» OBJETIVO DEL EJERCICIO:
Reproduzca sin alteraciones el tramo del texto proporcionado que va desde «Pero esto que» hasta «quién se refiere?».

» TEXTO PROPORCIONADO:

Pero esto que te digo de las feministas lo digo también de los comunistas, que también deberían ser más dúctiles a la hora de lanzar sus mensajes. Tú no puedes, ahora mismo, decir, por ejemplo, «pan, paz y tierra», porque, ¿paz con quién? ¿Tierra para quién? Y con el pan, ¿qué problema hay, si ahora te cuesta sesenta céntimos y aquí nadie se muere de hambre, porque hay alimentos ultracalóricos a muy bajo precio? Con esto no digo que no haya problemas, sino que hay que saber adaptarse. Por cierto, hay una activista concreta que es el extremo de La trampa de la diversidad. Yo nunca he tenido una bronca con ella, pero porque es una histérica a un nivel que da miedo (y uso esa palabra de forma totalmente consciente y porque sé que les da mucha rabia: me da igual).

¿A quién se refiere?

A Alicia Murillo, una muchacha sevillana que va por ahí proponiendo hacer misas no patriarcales y cosas así, cobra por sus conferencias y pide dinero. Esto es muy de los activistes: pedir dinero. Se abren una cuenta y van por ahí pidiendo limosnas online, y la peña va y les da pasta. Además, por nada: ni siquiera suele haber un proceso judicial que lo justifique. Hay que darles dinero porque sí. Otro de los problemas de esta época es que últimamente cualquier gilipollas adquiere un protagonismo que no merece de ninguna de las maneras. Pasó en su momento con el camarero del bar Prado, aquel tipo que protegió a unos manifestantes de una carga de la policía y al que llegó a invitar a Izquierda Unida para que hablara, y que era un facha y un imbécil. El espíritu de la época encumbra y da sus quince minutos de fama a ese tipo de personajes, y eso es muy norteamericano.

En el libro carga contra el animalismo, y carga contra él de manera mucho más dura y menos matizada que contra otras ideologías.

[dice con firmeza].

Destaca «el profundo nihilismo y arrepentimiento místico que destila» el animalismo a su juicio y dice esto: «En una última vuelta de tuerca angustiada de la diversidad, la forma de entrar a su mercado de especificidades ya no es a través del consumo de identidades sobre uno mismo, sino proyectadas en otros, en este caso los animales. Si la modernidad sustituyó a Dios por el ser humano, la posmodernidad en su etapa decadente ha atomizado tanto la identidad humana que esta solo puede encontrar refugio en una caridad iluminada hacia los “seres sintientes”».

Yo la rabia al animalismo la cogí en gran parte cuando vivía en Córdoba. Mira, en Andalucía la caza, igual que el toreo, es muy popular (lo que no quiere decir que sea de izquierdas): hay cotos públicos y la cosa no se parece a la caza madrileña, que sí es casi exclusiva de gente de pasta que va ahí con el trajecito. La caza andaluza es distinta. El caso es que sucede mucho que chicas claramente pijas de Madrid (se nota en el cento) vayan allí a montar el pollo. Yo he visto vídeos de algunas de ellas poniéndose a llorar ante un galgo que está ahí a su bola y diciendo: «¡Perdóname, hermano, estás retenido!». Esos vídeos circulan mucho por los grupos de cazadores, que pillan unos descojones monumentales a costa de ello. Y, ¿sabes qué pasa? Que para ellos esas gentes no son animalistas: son los de Podemos y los perroflautas y los de la izquierda. No distinguen. Y eso es algo que yo no puedo permitir. No puedo permitir que la izquierda dé vergüenza ajena, y eso es dar vergüenza ajena.

(Registros del conjunto de datos de segmentación)

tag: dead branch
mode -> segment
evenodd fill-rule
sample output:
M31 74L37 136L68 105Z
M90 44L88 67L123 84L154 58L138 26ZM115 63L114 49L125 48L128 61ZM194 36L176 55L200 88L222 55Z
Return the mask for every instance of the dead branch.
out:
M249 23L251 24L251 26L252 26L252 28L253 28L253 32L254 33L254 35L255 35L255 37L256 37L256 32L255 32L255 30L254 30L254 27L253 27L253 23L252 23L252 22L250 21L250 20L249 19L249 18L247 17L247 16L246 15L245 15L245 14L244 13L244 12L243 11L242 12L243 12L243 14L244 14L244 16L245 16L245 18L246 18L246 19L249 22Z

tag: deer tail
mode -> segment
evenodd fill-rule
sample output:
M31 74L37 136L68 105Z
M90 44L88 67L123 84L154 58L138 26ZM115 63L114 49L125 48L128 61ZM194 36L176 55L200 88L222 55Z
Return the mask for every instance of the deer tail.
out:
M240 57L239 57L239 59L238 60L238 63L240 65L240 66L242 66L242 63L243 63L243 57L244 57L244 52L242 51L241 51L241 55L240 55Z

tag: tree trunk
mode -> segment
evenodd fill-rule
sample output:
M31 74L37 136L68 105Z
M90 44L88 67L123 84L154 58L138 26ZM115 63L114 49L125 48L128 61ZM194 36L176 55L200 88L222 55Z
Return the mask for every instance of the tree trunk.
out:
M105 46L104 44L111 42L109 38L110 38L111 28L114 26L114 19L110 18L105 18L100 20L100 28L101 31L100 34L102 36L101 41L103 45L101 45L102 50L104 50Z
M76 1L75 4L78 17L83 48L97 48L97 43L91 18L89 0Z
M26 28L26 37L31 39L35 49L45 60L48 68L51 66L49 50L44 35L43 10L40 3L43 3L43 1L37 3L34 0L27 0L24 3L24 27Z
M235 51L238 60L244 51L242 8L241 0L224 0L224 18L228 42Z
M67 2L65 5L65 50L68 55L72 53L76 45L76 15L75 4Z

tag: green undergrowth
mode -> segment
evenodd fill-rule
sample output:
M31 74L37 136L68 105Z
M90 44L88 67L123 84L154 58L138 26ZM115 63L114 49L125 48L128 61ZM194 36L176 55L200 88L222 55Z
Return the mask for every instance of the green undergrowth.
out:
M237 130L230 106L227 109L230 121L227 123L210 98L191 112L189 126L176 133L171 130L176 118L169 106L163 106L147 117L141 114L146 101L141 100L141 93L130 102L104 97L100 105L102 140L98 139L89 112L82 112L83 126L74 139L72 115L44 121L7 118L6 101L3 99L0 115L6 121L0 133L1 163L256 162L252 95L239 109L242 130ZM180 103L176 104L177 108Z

» RESULTADO DE LA TAREA:
Pero esto que te digo de las feministas lo digo también de los comunistas, que también deberían ser más dúctiles a la hora de lanzar sus mensajes. Tú no puedes, ahora mismo, decir, por ejemplo, «pan, paz y tierra», porque, ¿paz con quién? ¿Tierra para quién? Y con el pan, ¿qué problema hay, si ahora te cuesta sesenta céntimos y aquí nadie se muere de hambre, porque hay alimentos ultracalóricos a muy bajo precio? Con esto no digo que no haya problemas, sino que hay que saber adaptarse. Por cierto, hay una activista concreta que es el extremo de La trampa de la diversidad. Yo nunca he tenido una bronca con ella, pero porque es una histérica a un nivel que da miedo (y uso esa palabra de forma totalmente consciente y porque sé que les da mucha rabia: me da igual).

¿A quién se refiere?